- ARTICLE:
"""
Recently, I helped onboard 15 coaches from my home organization onto The Coaches Site. One of the most common questions I got from these coaches was, “how does this apply to me?”
It’s a fair question because at our home rink, we only deal with youth hockey and much of The Coaches Site, at first glance, does seem geared towards juniors, college, and professional hockey. However, having been a member myself for some time now, I have found the site to be incredibly useful, and I only currently coach at the 10U level.
While The Coaches Site is for all levels of coaching, I have found ways to apply lectures, drills, and more that are geared for higher levels of play, to my youth hockey team.
Doing so is surprisingly straightforward, but easy to miss if you immediately feel overwhelmed.
So how did I do it? I find what applies and I apply it, and I bank what doesn’t apply for the future, but most often, I take what I have learned, modify it, and adapt it for my age level, and tell other coaches to do the same.
When it comes to drills, I find I do the most work in modification because I want the same outcome being taught at all levels, but may need to simplify the steps, or how much ice is being used. At the 10U age, and honestly any age group, we focus on stations. So, while I may do a few half-ice drills or the occasional full-ice drill, most are broken into quarter-ice stations and forcing players into small area games.
Other times, it’s knowing when to let a drill go and picking one that will work. For example, Mike Johnston shared several drills over the off-season and almost every one of them I wanted to bring to practice. However, for my group, I knew sometimes it wouldn’t work.
In this post, Coach Johnston shares two drills, the Aussie Chip and Moog Shooting. The Aussie Chip, while it does accomplish some goals for the team, would result in too many players standing around and too many steps for the kids to remember. I would spend more time stopping and explaining than they would be skating. However, Moog Shooting has become a go-to warm-up drill we practice every week or every other week.
What I think surprised most coaches was that you don’t have to modify many of the skill-based drills. One popular skill-based drill we often refer to is John Kennedy Jr.’s defending with your feet presentation. While he demonstrates with a small number of skaters, we have successfully run this with 15 skaters on the ice and 4 coaches there with them helping all of those in need.
"""
- WRITTEN TASKS:
[a] Decide whether each statement agrees with the article on coaching youth hockey, answering yes or no and quoting the words of the article that settle it: (i) The writer currently coaches only at the 10U level. (ii) The Aussie Chip became a warm-up drill the team runs every week or every other week. (iii) The defending with your feet drill has been run with 15 skaters and 4 coaches on the ice.
[b] Carry on the article about adapting The Coaches Site for youth hockey, starting after its last sentence.

- STORED DATA:
"""
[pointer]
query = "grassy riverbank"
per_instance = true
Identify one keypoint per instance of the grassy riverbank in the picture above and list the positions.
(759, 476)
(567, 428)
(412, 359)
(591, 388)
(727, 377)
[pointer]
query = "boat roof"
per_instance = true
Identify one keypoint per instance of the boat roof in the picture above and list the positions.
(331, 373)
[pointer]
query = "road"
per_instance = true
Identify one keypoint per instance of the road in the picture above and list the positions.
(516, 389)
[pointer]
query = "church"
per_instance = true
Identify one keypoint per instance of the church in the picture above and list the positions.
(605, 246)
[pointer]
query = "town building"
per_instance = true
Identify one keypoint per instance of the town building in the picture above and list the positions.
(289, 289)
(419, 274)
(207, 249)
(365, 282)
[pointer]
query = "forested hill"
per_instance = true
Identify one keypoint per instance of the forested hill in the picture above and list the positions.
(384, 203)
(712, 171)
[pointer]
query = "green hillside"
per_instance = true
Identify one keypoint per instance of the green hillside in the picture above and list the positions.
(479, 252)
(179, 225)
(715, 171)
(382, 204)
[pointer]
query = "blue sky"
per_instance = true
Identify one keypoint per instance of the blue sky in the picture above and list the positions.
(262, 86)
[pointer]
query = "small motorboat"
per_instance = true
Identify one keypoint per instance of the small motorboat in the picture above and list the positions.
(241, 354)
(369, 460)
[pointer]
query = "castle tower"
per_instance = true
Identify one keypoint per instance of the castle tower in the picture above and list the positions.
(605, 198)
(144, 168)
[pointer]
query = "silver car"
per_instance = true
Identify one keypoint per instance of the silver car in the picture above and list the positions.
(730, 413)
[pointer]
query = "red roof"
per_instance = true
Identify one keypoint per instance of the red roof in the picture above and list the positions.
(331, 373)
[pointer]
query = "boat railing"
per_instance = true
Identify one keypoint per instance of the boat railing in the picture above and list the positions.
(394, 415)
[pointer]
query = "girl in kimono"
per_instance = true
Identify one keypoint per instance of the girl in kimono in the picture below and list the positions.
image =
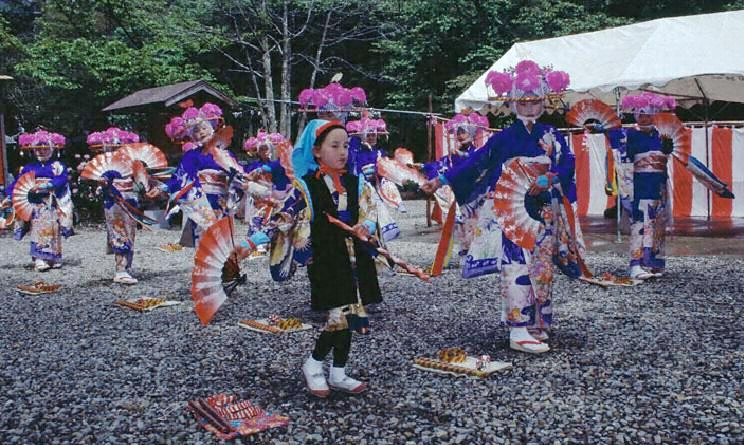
(341, 270)
(645, 154)
(50, 198)
(267, 179)
(526, 272)
(121, 229)
(206, 185)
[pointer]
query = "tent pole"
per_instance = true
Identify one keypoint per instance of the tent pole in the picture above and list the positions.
(706, 104)
(618, 201)
(429, 155)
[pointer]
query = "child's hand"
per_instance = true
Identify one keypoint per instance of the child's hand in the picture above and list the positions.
(361, 231)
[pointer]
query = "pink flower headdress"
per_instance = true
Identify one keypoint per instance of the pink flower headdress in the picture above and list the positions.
(113, 137)
(647, 103)
(41, 138)
(472, 122)
(263, 138)
(332, 98)
(366, 126)
(526, 81)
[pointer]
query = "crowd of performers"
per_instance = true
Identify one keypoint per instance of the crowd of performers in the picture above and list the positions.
(325, 203)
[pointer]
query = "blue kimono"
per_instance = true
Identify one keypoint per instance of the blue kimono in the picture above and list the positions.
(648, 206)
(526, 275)
(50, 219)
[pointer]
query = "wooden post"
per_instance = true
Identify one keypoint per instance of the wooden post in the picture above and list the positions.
(429, 157)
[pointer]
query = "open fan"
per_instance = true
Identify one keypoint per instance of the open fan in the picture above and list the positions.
(139, 175)
(587, 109)
(284, 154)
(669, 126)
(217, 147)
(389, 193)
(21, 205)
(509, 202)
(149, 154)
(397, 172)
(403, 155)
(105, 162)
(216, 271)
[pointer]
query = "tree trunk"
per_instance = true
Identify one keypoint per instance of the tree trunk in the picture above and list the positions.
(285, 115)
(268, 80)
(316, 65)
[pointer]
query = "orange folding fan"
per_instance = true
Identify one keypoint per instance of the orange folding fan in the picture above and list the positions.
(397, 172)
(587, 109)
(148, 154)
(216, 271)
(21, 205)
(509, 202)
(105, 162)
(669, 126)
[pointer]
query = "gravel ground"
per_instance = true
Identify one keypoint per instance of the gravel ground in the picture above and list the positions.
(660, 363)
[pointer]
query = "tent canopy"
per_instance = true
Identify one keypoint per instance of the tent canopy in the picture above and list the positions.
(695, 56)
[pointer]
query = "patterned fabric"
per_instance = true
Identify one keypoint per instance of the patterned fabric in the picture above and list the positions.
(120, 230)
(45, 235)
(52, 216)
(647, 234)
(526, 276)
(648, 201)
(207, 201)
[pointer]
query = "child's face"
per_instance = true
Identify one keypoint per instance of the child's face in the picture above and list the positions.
(644, 120)
(334, 151)
(372, 138)
(463, 136)
(531, 109)
(203, 132)
(264, 152)
(43, 154)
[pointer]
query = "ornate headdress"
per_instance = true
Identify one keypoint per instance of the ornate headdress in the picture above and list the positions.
(526, 81)
(471, 122)
(333, 98)
(113, 137)
(365, 126)
(647, 103)
(252, 144)
(41, 138)
(179, 128)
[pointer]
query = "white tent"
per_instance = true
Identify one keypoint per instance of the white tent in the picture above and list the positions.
(697, 56)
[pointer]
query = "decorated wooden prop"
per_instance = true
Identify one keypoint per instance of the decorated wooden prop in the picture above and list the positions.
(588, 109)
(284, 154)
(216, 271)
(105, 162)
(217, 147)
(398, 173)
(509, 202)
(150, 155)
(669, 126)
(21, 205)
(413, 270)
(403, 155)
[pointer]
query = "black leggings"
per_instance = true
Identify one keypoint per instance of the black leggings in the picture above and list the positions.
(339, 341)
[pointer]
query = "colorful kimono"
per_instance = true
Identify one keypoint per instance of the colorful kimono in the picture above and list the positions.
(363, 156)
(208, 200)
(342, 271)
(120, 227)
(648, 201)
(259, 198)
(464, 227)
(526, 275)
(52, 215)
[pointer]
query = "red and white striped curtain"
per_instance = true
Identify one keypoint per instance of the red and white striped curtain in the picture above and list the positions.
(725, 158)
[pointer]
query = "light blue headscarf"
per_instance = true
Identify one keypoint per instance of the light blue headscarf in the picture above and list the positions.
(303, 160)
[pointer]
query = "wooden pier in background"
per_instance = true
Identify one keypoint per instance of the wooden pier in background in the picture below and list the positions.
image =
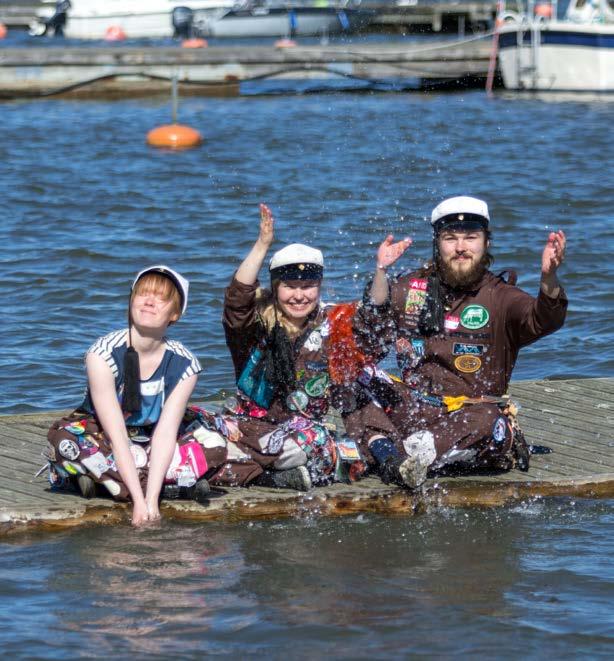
(574, 418)
(134, 71)
(407, 15)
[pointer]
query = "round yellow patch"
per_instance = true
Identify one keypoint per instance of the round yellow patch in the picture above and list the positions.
(467, 363)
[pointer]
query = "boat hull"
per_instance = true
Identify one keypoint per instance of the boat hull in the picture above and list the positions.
(215, 21)
(563, 57)
(300, 22)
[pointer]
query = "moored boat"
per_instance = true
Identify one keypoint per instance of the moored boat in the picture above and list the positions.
(93, 19)
(538, 51)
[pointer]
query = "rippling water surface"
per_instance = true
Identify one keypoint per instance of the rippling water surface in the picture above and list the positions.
(86, 204)
(530, 582)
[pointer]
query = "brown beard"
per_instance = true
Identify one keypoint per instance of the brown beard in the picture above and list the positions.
(463, 280)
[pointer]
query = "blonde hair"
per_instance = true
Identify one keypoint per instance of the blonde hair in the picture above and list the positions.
(161, 286)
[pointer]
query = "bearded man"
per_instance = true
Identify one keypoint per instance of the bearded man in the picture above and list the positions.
(457, 329)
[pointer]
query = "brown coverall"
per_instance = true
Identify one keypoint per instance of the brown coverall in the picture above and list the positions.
(485, 327)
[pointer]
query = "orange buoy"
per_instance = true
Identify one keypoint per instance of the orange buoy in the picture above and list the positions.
"""
- ANSWERS TO EACH TASK:
[a]
(i) Yes: "I only currently coach at the 10U level."
(ii) No: "The Aussie Chip, while it does accomplish some goals for the team, would result in too many players standing around and too many steps for the kids to remember."
(iii) Yes: "we have successfully run this with 15 skaters on the ice and 4 coaches there with them helping all of those in need."

[b]
View the entire video HERE
While drills are essential to a successful practice, and The Coaches Site is loaded with amazing presentations on drills, skill development, and more, it was the lectures and presentations that I find the most value in. It’s the value of those I brought to my club.
If you’re like me, a full-ice practice is rare, and many drills are shown using full-ice. While it can sometimes take a little work, you can often drop a few steps from a full ice drill and focus on the part that takes place in the zone. Further, you can then break it into maybe 2 or 3 drills that you will build upon each week. Then, after a few weeks of mastering each step, you can put the whole drill together and execute.
Nowhere else in the world can you consistently get regular content from some of the world’s best coaches and minds in the game of hockey. Yet, sometimes when listening to coaches speak, it’s easy to start thinking that at the youth level this doesn’t apply to you. Nothing could be further from the truth.
I have found something valuable in nearly every presentation by another coach or professional on this site. In The psychology behind the coach-player relationship video, it was easy to get lost in overthinking that at the youth level, those relationships can’t be as deep-rooted. The children we coach will like you and may enjoy your practices, but they don’t necessarily build a relationship in the same way young adults and adults do.
View the entire presentation HERE
Yet, this presentation for me, and the challenge I give other youth hockey coaches, is to take this lesson and go further. You need to build a relationship with the players, they need to trust you, they need to understand why they are doing what they are for you, but you need to also build the same relationship with that player’s parents or guardians. The parents need the same buy-in as the player does at this level. You must win more than one person over per player because parents will want the same level of trust in you and understand why their player is being put in positions they are, or maybe why they aren’t seeing the same ice time as everyone else.
I would argue that at the youth hockey level, not enough emphasis is put on culture, relationships, and leadership. Through The Coaches Site, I have found more than enough videos on all these topics and while not always focused on the youth hockey level, they do apply. Every youth hockey coach will tell you they want to keep their core group of kids together for as long as possible. Yet, nearly all of us deal with competing programs that try to entice the better players away with promises of more ice time, high tier leagues, or simply more name recognition from the club.
While the problems with this happening at the youth level are worrisome enough and merit a discussion of their own, it’s often the culture or the team that brings families back. Is the culture one of winning at all costs or is the team winning because the culture is centered around player development and teamwork? Are the kids begging to come back and play for you because you made it fun for them, win or lose?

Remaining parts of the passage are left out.